TEXT —

Studio Art Professor Imi Hwangbo presents Reverie, a mid-career survey of constructed drawings and prints at the Hawthorn Contemporary in Milwaukee, Wisconsin. The show can also be toured virtually here.
Exhibition Dates
September 17, 2022 – November 18, 2022
Opening Reception Hours
6 PM - 9 PM, Saturday, September 17, 2022
Imi Hwangbo, Peri II, Archival ink on hand-cut mylar, mounted on wood, 19” x 12” x 2”, 2010
Reverie spans twenty years of art practice focusing on paper to redefine sculptural forms and perceptions of space. Hwangbo's works are inspired by Korean ornamental patterns found in Buddhist temples and traditional wrapping cloths. Laborious and intricate, her process reveals the complex relationship between traditional and contemporary. She calls the work “constructed drawings and prints,” which are achieved through meticulous layering or collaging of cut paper, thus extruding the historical motifs into visually striking three-dimensional forms.

DATA TO EXAMINE —
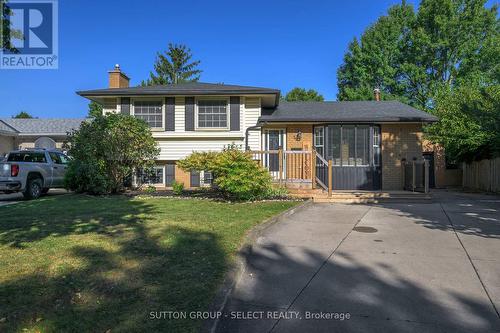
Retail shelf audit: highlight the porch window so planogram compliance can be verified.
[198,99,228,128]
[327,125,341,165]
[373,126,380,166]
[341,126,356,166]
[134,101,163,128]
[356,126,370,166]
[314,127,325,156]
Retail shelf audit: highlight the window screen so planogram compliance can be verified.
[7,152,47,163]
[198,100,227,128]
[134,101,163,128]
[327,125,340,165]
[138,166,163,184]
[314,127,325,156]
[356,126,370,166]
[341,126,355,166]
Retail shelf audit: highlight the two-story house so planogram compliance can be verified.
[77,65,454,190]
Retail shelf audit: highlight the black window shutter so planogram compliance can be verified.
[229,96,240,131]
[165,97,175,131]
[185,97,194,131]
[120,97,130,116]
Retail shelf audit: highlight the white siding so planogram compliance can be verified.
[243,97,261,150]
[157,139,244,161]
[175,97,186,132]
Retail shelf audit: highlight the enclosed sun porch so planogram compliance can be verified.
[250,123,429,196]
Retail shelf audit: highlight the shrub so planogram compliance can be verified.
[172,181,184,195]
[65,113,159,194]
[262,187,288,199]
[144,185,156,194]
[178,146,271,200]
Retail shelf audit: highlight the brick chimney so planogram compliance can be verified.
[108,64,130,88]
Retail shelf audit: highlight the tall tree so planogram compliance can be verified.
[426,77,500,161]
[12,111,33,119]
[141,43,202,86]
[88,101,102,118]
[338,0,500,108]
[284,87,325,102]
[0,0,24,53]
* * *
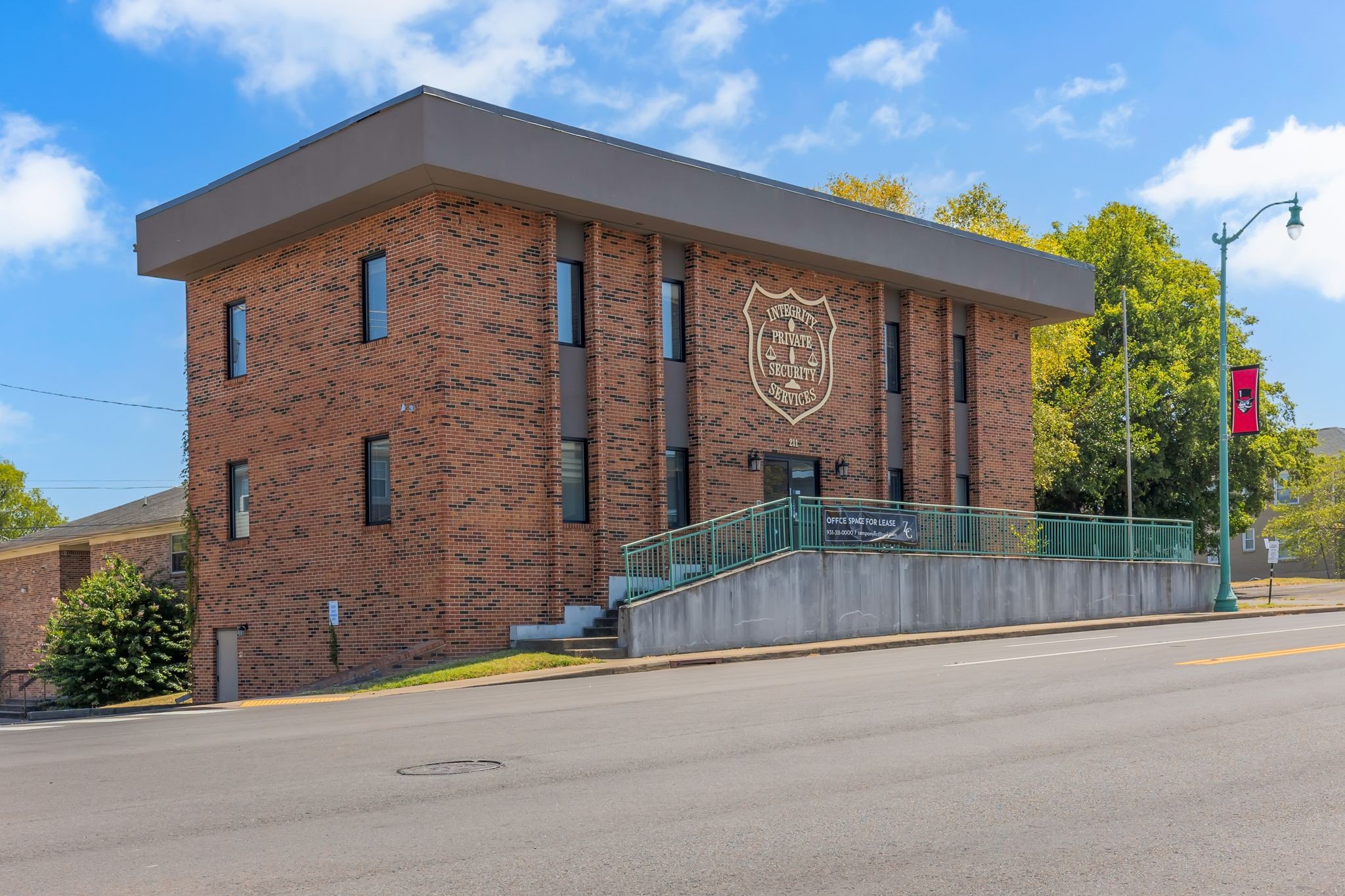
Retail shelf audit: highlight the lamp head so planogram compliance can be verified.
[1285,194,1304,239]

PROBLEMS TO SOLVE —
• a. Which materials does the caption for Peri II in the Reverie exhibition text list?
• b. According to the Reverie exhibition text, when is the opening reception?
• c. How, according to the Reverie exhibition text, do Hwangbo's works turn historical motifs into three-dimensional forms?

PER-TASK ANSWERS —
• a. Archival ink, hand-cut mylar, and wood (the mylar is mounted on wood).

• b. From 6 PM to 9 PM on Saturday, September 17, 2022.

• c. Hwangbo meticulously layers or collages cut paper. This process extrudes the historical motifs into visually striking three-dimensional forms.